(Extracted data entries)
□ □ □ □ □

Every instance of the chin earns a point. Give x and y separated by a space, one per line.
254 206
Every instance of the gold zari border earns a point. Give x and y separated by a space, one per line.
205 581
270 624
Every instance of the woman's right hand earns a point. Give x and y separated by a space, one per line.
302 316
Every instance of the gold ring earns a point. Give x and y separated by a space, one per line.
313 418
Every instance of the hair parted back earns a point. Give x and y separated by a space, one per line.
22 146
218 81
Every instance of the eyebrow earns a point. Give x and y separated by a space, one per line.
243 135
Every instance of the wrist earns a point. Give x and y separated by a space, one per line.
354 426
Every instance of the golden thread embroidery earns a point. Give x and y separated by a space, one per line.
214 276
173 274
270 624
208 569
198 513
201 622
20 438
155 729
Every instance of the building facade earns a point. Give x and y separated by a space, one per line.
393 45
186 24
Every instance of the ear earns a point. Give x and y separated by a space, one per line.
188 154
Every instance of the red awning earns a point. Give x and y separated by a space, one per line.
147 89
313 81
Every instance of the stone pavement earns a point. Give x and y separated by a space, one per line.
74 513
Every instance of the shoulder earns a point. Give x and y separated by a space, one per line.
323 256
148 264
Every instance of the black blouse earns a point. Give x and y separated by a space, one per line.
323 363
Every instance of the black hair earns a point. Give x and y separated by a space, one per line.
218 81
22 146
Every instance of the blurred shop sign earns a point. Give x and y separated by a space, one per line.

□ □ □ □ □

### Aim
Reproduce the entries above word for word, from the line containing "Every instance of the red" up to and including the final line of the entries.

### Written answer
Every instance of the red awning earns a point. Give x and y separated by a space, one per line.
147 89
313 81
Every instance of the stone pavement earns a point. Give x and y separated by a space, one per line.
74 513
Every instance of the shoulder earns a point. Give x and y separated by a space, one per line.
323 256
148 264
Every instance of the black blouse earns a point. Give x and y separated by a space, one per line.
323 363
Every instance of the black hair earns a point. Give x and y separated by a space, one per line.
218 81
22 146
Every instance of the blurred shop sign earns a point. Give x and y separated by a space, one per line.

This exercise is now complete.